═══ SUPPLIED PASSAGE ═══
The locomotor activity data obtained in the open-field test are presented in Figure 2. Two-way ANOVA showed an interaction between LDX and Li for total distance traveled (n=16 per group; F1,60
= 10.76; p = 0.002) and the number of crossings (n=16 per group; F1,60
= 7.995; p = 0.006). However, no interaction between these two factors was observed for the number of rearings (n=16 per group; F1,60 = 0.186; p = 0.668). LDX significantly increased the total distance traveled (n=16 per group; F1,60
= 45.55; p < 0.001), the number of crossings (n=16 per group; F1,60
= 46.7; p < 0.001) and the number of rearings (n=16 per group; F1,60
= 10.02; p = 0.002). Li reduced the total distance traveled (n=16 per group; F1,60
= 75.45; p < 0.001), the number of crossings (n=16 per group; F1,60
= 68.2; p < 0.001), and the number of rearings (n=16 per group; F1,60
= 32.31; p < 0.001). Post-hoc analysis showed that administering Li to LDX-treated animals reversed hyperactive behavior by reducing the total distance traveled (p < 0.001) and the number of crossings (p < 0.001).
Figure 2BDNF protein levels
Open-field test: total distance traveled and the number of crossings and rearings after 7 days of treatment with LDX + 7 days of LDX and Li. Bars represent mean ± standard error of the mean. n=16 animals per group. LDX = lisdexamfetamine dimesylate; Li = lithium. * p < 0.001 according to two-way analysis of variance followed by Bonferroni's post-hoc test.
The serum BDNF protein levels of each group are presented in Figure 3. A three-way ANOVA test revealed that LDX treatment had a significant effect on BDNF protein levels (n=7 per group; F1,48
= 205.1; p < 0.001). BDNF levels were higher in all groups that received LDX (LDX + groups) than in LDX- groups, regardless of the presence of Li or LPS. This suggests that treatment with Li (n=7 per group; F1,48
= 0.177; p = 0.676) and LPS (n=7 per group; F1,48
= 0.012; p = 0.915) had no significant effect on BDNF levels. Furthermore, as can be seen in Table 1, three-way ANOVA revealed no interaction between the following analyzed factors: LDX vs. Li (n=7 per group; F1,48
= 0.014; p = 0.906); LDX vs. LPS (n=7 per group; F1,48
= 0.134; p = 0.716); Li vs. LPS (n=7 per group; F1,48
= 0.102; p = 0.751); and LDX vs. Li vs. LPS (n=7 per group; F1,48 = 0.521; p = 0.474).
Figure 3iNOS levels
Serum BDNF protein levels after 7 days of treatment with LDX + 7 days of LDX and Li, and a single administration of LPS. The results are presented as concentration of BDNF (ng/mL). The bars represent mean ± standard error of the mean. n=7 animals per group. BDNF = brain-derived neurotrophic factor; LDX = lisdexamfetamine dimesylate; Li = lithium; LPS = lipopolysaccharides. * p < 0.001 refers to the main effect of LDX, according to three-way analysis of variance.
═══ DATA EXTRACTS ═══
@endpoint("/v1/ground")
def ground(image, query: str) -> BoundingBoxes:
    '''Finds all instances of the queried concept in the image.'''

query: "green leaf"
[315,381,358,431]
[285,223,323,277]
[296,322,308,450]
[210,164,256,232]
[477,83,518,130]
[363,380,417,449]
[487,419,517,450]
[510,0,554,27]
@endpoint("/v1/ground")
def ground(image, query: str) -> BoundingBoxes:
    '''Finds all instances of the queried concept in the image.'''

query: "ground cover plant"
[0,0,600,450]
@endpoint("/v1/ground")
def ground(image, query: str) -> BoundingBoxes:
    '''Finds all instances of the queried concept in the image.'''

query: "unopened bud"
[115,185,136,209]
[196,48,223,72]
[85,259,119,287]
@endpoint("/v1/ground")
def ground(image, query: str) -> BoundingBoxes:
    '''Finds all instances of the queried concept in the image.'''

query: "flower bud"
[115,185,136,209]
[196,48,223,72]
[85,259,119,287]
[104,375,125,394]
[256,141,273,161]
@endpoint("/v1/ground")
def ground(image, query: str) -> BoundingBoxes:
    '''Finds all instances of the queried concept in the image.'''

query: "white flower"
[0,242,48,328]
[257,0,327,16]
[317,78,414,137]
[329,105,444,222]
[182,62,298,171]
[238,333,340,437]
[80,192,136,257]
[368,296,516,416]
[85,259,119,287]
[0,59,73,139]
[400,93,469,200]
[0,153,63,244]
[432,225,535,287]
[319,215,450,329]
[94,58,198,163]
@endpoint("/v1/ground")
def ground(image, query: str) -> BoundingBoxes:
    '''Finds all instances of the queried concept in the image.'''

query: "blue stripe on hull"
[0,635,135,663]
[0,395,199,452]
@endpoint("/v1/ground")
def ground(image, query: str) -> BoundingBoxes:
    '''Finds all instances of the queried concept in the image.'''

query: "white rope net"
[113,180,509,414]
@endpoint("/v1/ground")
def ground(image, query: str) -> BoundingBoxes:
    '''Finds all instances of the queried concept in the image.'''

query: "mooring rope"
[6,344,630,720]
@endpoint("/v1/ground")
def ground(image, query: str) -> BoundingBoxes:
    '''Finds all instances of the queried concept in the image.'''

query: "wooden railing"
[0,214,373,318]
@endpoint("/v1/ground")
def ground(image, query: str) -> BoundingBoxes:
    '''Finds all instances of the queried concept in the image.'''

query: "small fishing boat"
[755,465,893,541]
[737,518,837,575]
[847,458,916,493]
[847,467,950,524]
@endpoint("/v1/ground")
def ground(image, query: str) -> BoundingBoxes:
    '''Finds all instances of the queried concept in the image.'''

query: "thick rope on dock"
═══
» **WORK REQUEST**: Pick up the lithium and lisdexamfetamine results text after its last sentence and keep writing.

» **EXPECTED ANSWER**:
Serum iNOS levels are shown in Figure 4. Although LDX (p = 0.781) had no influence on iNOS, Li (p = 0.002) and LPS (p < 0.001) had a significant effect on iNOS levels. We found no interactions between the following factors: LDX vs. Li (n=7 per group; F1,48
= 1.506; p = 0.226); LDX vs. LPS (n=7 per group; F1,48
= 1.328; p = 0.255); and Li vs. LPS (n=7 per group; F1,48
= 0.872; p = 0.355). However, the interaction between LDX vs. Li vs. LPS (n=7 per group; F1,48
= 4.683; p = 0.036) was significant. The post-test for multiple comparisons between groups showed that the LDX-/Li-/LPS + group had a higher iNOS levels than LDX-/Li-/LPS- (p < 0.001) or LDX-/Li+/LPS + (p < 0.001), indicating that LPS increased iNOS levels and that Li could prevent this increase. No differences were found between groups that received LDX: the LDX+/Li-/LPS+ group did not differ from the LDX+/Li-/LPS-group (p = 0.168). This suggests that LDX helps prevent LPS-induced iNOS increases.
Figure 4Cytokine levels
Serum iNOS levels after 7 days of treatment with LDX + 7 days of LDX and Li, and a single administration of LPS. The results are presented as concentration of iNOS (ng/mL). The bars represent mean ± standard error of the mean. n=7 animals per group. iNOS = inducible nitric oxide synthase; LDX = lisdexamfetamine dimesylate; Li = lithium; LPS = lipopolysaccharides. * p < 0.001 according to three-way analysis of variance followed by Bonferroni's post-hoc test.
TNF-α, IL-1β, and IL-10 levels are shown in Figure 5. Three-way ANOVA revealed that neither LDX nor Li influenced TNF-α, IL-1β, and IL-10 levels. LPS, however, affected the levels of these cytokines (p < 0.001). No significant interactions were observed between the factors, as shown in Table 1. Since the kit was insufficiently sensitive to measure IL-6 (73.2 pg/mL) in the serum of animals that did not receive LPS, statistical analysis regarding IL-6 levels could not be carried out.
Serum TNF-α, IL-1β, and IL-10 levels after 7 days of treatment with LDX + 7 days of LDX and Li, and a single administration of LPS. The results are presented as a natural log (ln) of the concentration of cytokines (pg/mL). The bars represent mean ± standard error of the mean. n=7 animals per group. IL = interleukin; LDX = lisdexamfetamine dimesylate; Li = lithium; LPS = lipopolysaccharides; TNF-α = tumor necrosis factor-alpha. * p < 0.001 refers to the main effect of LPS, according to three-way analysis of variance.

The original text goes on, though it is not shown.